§ **Directions for this task**
Please print the material from the line containing "In this picture, where can the white painted" through its final line, reproducing each line word for word. Leave the pictures out.

§ **The input**
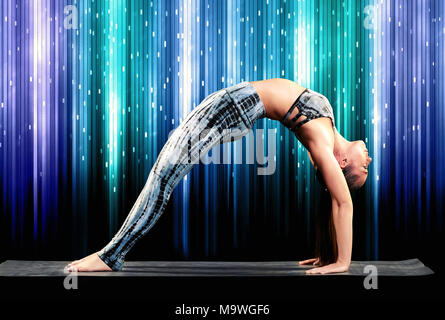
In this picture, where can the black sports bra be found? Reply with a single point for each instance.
(310, 104)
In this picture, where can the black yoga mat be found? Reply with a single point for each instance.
(22, 268)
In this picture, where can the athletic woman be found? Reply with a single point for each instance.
(341, 164)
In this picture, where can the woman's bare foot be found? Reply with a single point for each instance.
(89, 263)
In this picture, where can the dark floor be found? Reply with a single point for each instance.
(269, 283)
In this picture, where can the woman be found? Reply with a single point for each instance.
(340, 164)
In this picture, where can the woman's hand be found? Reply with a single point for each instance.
(330, 268)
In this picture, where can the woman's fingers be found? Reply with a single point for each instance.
(308, 261)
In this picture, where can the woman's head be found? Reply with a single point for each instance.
(354, 164)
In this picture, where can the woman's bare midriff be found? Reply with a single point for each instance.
(277, 95)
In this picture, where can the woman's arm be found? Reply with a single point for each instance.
(342, 209)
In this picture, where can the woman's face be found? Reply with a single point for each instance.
(360, 160)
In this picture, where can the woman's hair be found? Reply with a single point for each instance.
(326, 240)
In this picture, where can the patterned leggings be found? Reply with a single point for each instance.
(227, 114)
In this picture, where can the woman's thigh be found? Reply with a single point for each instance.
(214, 121)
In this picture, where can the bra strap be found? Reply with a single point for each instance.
(293, 106)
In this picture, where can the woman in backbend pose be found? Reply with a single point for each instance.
(341, 164)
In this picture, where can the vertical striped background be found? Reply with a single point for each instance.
(85, 111)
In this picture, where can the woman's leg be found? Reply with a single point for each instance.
(215, 120)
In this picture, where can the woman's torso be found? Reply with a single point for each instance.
(278, 95)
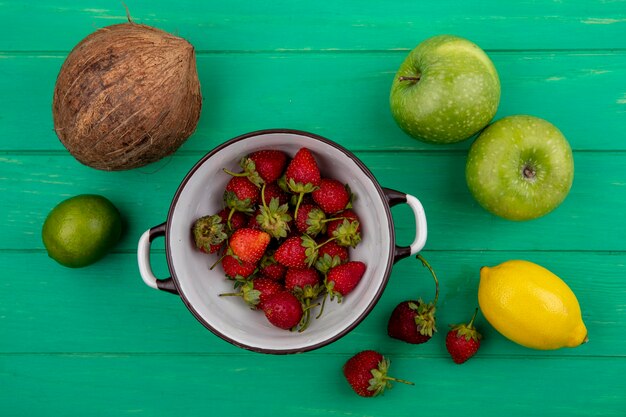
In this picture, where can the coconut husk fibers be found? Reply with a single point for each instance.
(127, 95)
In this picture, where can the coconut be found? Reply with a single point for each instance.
(127, 95)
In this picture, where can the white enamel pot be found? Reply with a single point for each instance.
(200, 193)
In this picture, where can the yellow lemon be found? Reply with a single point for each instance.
(531, 306)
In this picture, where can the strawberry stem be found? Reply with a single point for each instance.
(432, 272)
(404, 381)
(295, 213)
(230, 215)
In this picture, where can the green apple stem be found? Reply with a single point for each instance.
(404, 381)
(529, 172)
(405, 78)
(432, 272)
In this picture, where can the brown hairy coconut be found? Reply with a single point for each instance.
(126, 95)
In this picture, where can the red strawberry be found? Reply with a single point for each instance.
(237, 219)
(342, 279)
(463, 341)
(269, 163)
(332, 249)
(332, 196)
(310, 220)
(346, 228)
(255, 291)
(209, 233)
(300, 278)
(252, 222)
(302, 175)
(283, 310)
(330, 255)
(414, 321)
(237, 269)
(273, 218)
(271, 269)
(264, 166)
(297, 252)
(366, 372)
(249, 244)
(240, 195)
(306, 286)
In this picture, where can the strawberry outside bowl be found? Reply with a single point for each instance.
(200, 193)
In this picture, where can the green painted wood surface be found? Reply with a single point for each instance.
(98, 342)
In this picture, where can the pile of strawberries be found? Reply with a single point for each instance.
(283, 236)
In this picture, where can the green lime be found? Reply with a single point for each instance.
(81, 230)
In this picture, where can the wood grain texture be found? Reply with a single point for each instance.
(108, 309)
(33, 184)
(344, 96)
(244, 385)
(354, 25)
(98, 342)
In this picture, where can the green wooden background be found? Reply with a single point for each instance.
(98, 342)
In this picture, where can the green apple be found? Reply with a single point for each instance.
(446, 90)
(520, 168)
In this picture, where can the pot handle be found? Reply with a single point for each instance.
(421, 230)
(143, 259)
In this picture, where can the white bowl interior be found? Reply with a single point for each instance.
(202, 195)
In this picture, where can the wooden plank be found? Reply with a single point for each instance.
(343, 96)
(304, 385)
(301, 25)
(46, 308)
(591, 218)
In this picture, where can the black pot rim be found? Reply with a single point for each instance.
(376, 296)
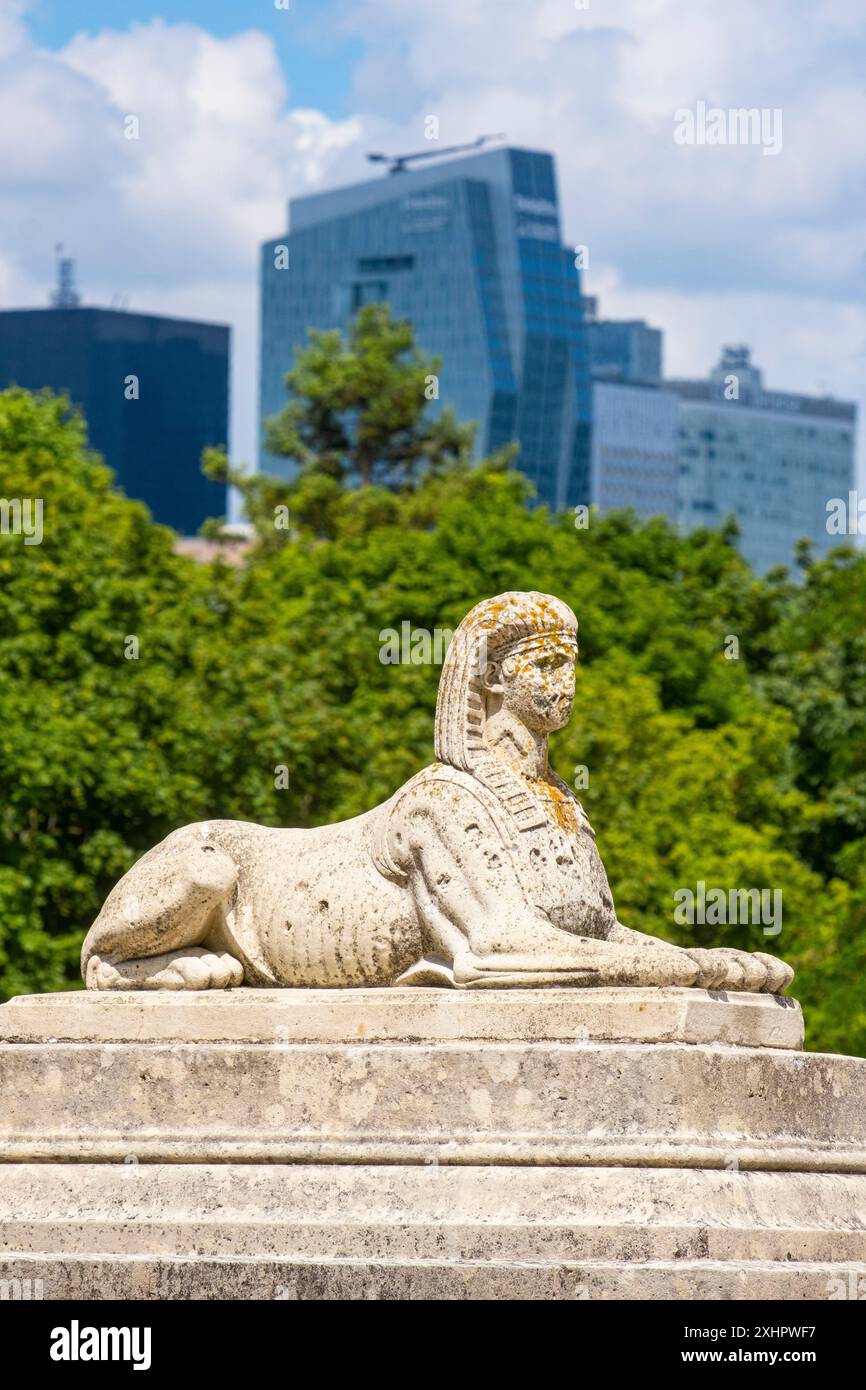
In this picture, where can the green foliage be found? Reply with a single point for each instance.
(740, 773)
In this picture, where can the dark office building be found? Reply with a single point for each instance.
(470, 252)
(154, 392)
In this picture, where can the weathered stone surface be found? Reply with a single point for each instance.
(626, 1015)
(480, 873)
(391, 1232)
(427, 1144)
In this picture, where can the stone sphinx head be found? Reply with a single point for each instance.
(515, 652)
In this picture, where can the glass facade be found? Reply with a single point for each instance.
(634, 448)
(624, 349)
(769, 458)
(470, 252)
(153, 442)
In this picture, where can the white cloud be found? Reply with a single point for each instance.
(175, 217)
(711, 243)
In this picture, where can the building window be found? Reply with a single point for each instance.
(378, 264)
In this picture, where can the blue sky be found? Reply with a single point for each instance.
(243, 106)
(316, 57)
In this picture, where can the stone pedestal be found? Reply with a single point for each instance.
(427, 1144)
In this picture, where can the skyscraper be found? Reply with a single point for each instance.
(773, 459)
(470, 252)
(153, 389)
(623, 349)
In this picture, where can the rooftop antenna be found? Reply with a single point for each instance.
(399, 161)
(66, 295)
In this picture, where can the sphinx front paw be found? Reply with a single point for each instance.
(752, 972)
(193, 968)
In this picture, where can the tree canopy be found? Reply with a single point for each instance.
(692, 765)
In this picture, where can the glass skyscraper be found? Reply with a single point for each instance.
(469, 250)
(153, 391)
(773, 459)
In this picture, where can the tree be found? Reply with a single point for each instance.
(360, 406)
(738, 772)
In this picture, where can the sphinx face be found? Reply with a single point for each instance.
(538, 684)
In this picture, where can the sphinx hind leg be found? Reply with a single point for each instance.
(154, 927)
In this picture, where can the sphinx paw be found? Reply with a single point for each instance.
(189, 969)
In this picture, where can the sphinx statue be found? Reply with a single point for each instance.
(481, 872)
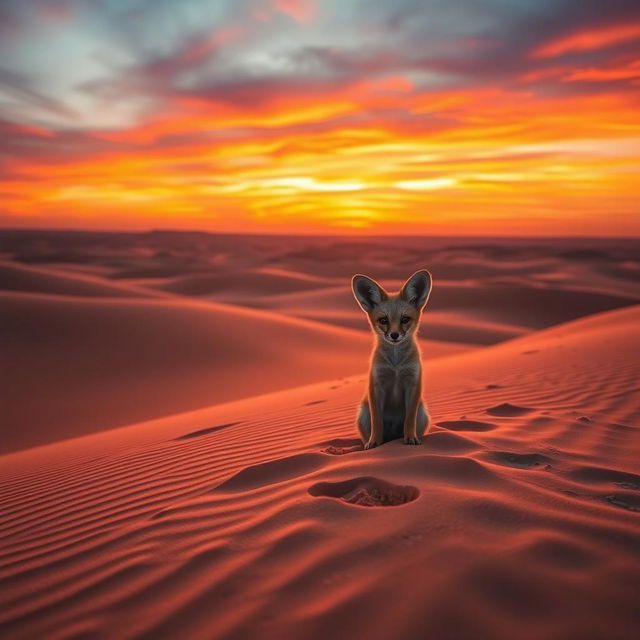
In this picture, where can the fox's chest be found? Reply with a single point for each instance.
(394, 381)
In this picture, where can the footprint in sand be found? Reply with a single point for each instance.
(466, 425)
(628, 501)
(519, 460)
(366, 492)
(507, 410)
(272, 472)
(342, 446)
(208, 430)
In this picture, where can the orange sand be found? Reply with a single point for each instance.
(518, 517)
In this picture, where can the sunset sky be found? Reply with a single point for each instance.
(322, 116)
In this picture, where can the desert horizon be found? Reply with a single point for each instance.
(180, 455)
(319, 319)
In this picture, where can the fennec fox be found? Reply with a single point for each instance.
(393, 405)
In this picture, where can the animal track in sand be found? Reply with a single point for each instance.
(466, 425)
(208, 430)
(519, 460)
(273, 472)
(366, 492)
(625, 500)
(507, 410)
(342, 446)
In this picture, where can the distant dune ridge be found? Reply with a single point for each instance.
(184, 463)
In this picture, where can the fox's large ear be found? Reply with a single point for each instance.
(417, 288)
(368, 292)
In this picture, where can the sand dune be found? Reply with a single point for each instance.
(17, 277)
(518, 517)
(73, 366)
(472, 313)
(237, 286)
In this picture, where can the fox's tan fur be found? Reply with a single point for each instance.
(393, 406)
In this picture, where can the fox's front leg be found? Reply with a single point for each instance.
(376, 407)
(412, 394)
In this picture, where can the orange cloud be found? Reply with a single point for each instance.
(302, 11)
(589, 40)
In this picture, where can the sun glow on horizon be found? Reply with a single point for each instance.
(225, 129)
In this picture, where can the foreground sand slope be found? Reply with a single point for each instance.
(519, 516)
(73, 366)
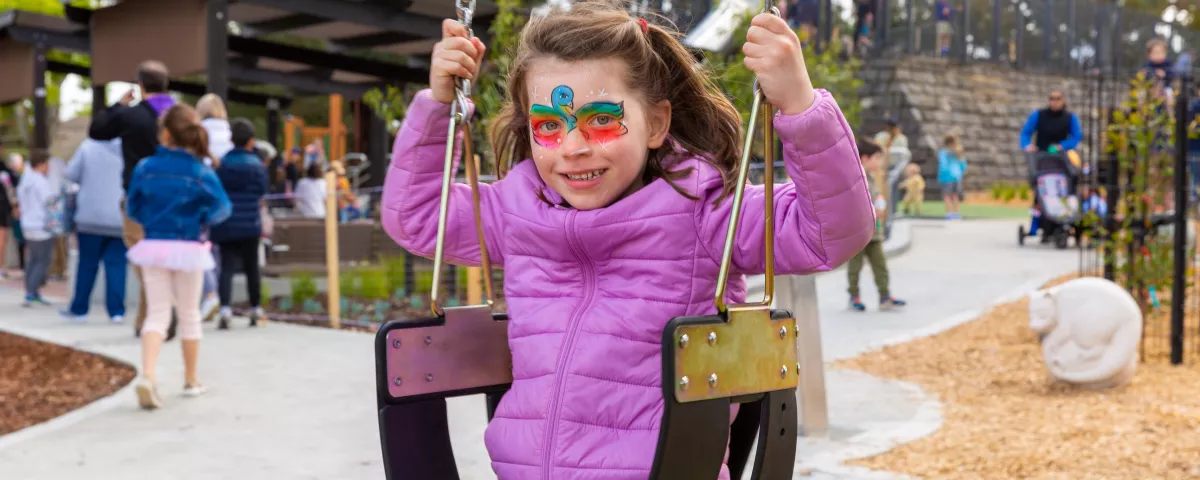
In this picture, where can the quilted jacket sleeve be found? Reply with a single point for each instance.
(822, 219)
(413, 187)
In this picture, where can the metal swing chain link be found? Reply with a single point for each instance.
(760, 103)
(459, 120)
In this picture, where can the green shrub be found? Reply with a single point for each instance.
(349, 283)
(304, 287)
(1009, 195)
(375, 285)
(997, 191)
(394, 267)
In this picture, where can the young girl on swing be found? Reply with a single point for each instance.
(613, 217)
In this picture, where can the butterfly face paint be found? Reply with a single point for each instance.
(599, 121)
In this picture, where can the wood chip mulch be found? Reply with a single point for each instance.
(42, 381)
(1006, 419)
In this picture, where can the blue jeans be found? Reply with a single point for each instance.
(94, 250)
(37, 264)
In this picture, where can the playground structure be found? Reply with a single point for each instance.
(333, 136)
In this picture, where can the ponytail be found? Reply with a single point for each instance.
(186, 131)
(198, 142)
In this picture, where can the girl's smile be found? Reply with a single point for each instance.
(591, 133)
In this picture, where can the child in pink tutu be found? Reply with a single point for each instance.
(175, 198)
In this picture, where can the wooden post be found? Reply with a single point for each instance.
(474, 286)
(475, 274)
(336, 129)
(333, 282)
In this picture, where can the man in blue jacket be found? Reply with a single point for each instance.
(1056, 130)
(244, 178)
(1055, 127)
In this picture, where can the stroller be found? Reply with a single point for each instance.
(1056, 207)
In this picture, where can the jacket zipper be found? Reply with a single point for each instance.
(564, 354)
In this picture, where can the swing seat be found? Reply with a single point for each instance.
(421, 363)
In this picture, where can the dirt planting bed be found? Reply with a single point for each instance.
(42, 381)
(1006, 419)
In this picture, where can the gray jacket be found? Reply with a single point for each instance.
(97, 167)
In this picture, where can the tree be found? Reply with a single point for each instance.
(16, 119)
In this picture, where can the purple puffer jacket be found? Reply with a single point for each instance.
(589, 292)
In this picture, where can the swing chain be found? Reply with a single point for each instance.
(460, 124)
(768, 133)
(766, 9)
(466, 10)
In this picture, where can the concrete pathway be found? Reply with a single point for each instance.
(953, 273)
(298, 402)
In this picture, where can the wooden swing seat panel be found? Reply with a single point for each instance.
(466, 351)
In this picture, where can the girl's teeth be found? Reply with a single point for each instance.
(585, 177)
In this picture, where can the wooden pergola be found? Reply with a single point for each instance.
(238, 43)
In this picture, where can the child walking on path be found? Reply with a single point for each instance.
(613, 217)
(37, 201)
(913, 186)
(244, 178)
(175, 197)
(871, 156)
(952, 165)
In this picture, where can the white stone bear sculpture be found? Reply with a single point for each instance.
(1091, 329)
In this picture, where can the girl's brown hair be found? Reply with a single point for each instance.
(185, 130)
(703, 121)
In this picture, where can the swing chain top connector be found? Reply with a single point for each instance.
(460, 124)
(760, 103)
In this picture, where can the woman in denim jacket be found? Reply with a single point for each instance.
(175, 198)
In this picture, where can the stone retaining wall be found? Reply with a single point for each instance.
(985, 105)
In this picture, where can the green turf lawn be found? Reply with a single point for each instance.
(936, 209)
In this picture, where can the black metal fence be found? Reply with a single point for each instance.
(1044, 35)
(1138, 198)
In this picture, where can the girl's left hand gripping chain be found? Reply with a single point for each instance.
(457, 55)
(773, 53)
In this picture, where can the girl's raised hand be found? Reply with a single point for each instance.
(773, 53)
(456, 55)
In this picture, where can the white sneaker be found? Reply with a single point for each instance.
(195, 390)
(148, 395)
(209, 307)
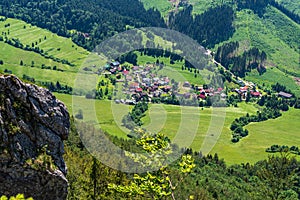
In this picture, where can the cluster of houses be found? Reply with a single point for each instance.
(143, 82)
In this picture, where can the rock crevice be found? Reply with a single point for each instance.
(32, 122)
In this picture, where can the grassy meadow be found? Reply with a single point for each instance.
(206, 130)
(51, 43)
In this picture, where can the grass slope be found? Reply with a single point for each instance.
(54, 45)
(190, 125)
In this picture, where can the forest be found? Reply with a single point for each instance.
(209, 178)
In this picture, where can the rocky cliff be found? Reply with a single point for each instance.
(33, 125)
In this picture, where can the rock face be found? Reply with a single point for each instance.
(33, 125)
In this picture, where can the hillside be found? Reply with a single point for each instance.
(167, 104)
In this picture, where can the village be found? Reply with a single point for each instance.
(144, 83)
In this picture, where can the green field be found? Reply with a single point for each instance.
(272, 76)
(197, 128)
(282, 131)
(54, 45)
(51, 43)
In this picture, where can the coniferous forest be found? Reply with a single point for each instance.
(191, 175)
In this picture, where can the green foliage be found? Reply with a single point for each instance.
(18, 197)
(156, 184)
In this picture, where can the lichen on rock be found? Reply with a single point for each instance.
(32, 121)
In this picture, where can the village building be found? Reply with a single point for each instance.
(285, 95)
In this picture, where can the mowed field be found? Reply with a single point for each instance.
(205, 130)
(53, 45)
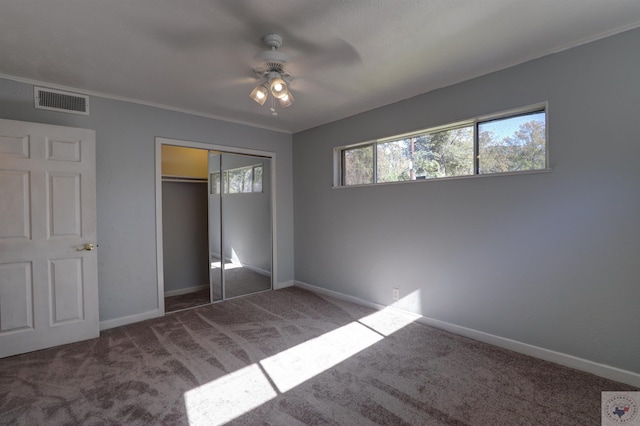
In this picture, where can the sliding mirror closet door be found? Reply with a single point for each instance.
(215, 225)
(246, 224)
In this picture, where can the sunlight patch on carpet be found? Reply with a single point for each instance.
(224, 399)
(237, 393)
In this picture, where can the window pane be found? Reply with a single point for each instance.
(395, 161)
(247, 179)
(235, 181)
(257, 179)
(214, 183)
(512, 144)
(444, 154)
(357, 165)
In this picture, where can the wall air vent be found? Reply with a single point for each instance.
(57, 100)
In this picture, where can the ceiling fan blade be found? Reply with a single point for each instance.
(337, 52)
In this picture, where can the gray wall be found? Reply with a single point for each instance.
(184, 235)
(125, 151)
(549, 259)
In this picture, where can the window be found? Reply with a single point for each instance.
(512, 142)
(238, 181)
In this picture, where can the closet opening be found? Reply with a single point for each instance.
(215, 227)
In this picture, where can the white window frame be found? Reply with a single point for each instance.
(475, 122)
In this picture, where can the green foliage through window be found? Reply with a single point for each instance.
(511, 143)
(238, 181)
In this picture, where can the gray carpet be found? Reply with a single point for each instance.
(242, 361)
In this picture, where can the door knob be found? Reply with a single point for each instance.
(87, 247)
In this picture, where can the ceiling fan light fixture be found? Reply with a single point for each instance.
(279, 88)
(259, 94)
(286, 100)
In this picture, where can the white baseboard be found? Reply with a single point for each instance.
(284, 284)
(185, 290)
(117, 322)
(602, 370)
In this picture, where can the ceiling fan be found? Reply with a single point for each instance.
(273, 78)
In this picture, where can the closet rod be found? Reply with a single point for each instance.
(184, 179)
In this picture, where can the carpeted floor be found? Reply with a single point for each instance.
(291, 357)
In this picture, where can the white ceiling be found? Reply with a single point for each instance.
(348, 56)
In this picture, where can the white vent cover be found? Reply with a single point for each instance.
(57, 100)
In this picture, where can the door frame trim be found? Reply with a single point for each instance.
(227, 149)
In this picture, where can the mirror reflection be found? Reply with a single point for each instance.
(216, 209)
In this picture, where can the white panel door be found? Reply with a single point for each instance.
(48, 265)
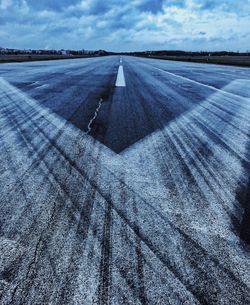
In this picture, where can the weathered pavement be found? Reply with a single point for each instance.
(146, 205)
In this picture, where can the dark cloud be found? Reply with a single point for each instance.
(125, 25)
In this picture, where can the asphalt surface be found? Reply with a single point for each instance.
(124, 188)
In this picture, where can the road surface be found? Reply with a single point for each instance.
(124, 181)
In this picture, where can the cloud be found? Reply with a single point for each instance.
(125, 25)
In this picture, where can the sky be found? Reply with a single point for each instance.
(126, 25)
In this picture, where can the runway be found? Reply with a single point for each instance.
(124, 180)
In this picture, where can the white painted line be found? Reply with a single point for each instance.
(120, 80)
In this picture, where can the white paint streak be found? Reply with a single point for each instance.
(120, 81)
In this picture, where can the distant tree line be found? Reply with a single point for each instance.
(184, 53)
(8, 51)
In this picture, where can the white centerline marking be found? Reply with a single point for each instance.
(120, 80)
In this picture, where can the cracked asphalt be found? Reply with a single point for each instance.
(148, 206)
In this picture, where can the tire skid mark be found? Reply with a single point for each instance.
(105, 280)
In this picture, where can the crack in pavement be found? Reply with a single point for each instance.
(95, 115)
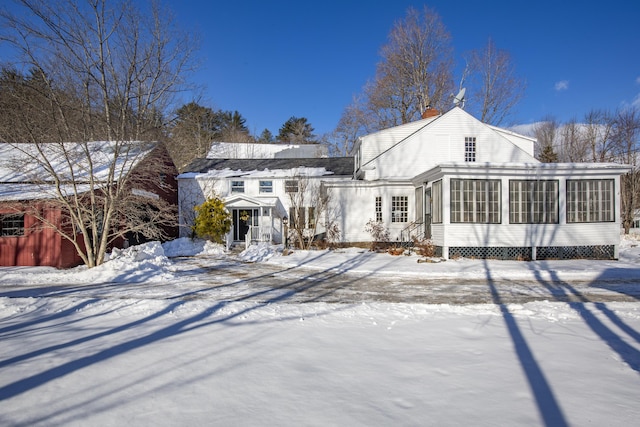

§ **Solution below**
In this picture, where can the white painted line be found? Reply with a single point for each instance.
(120, 80)
In this picture, where can the white paint streak be found? Reply with a single point for each instance.
(120, 81)
In this picture, where can the distant tree line be found? Reply with a single point for each instance.
(184, 53)
(8, 51)
In this picture, where can the white centerline marking be found? Reply with a single point for each instance.
(120, 80)
In this picture, where can the cracked asphalt be found? Reply with a single point for each instance.
(148, 206)
In this picture, where can the tire skid mark be found? Reply with a single point for each instance.
(105, 280)
In this picture, where can the crack in pavement be found? Reply with a single point for each instance.
(95, 115)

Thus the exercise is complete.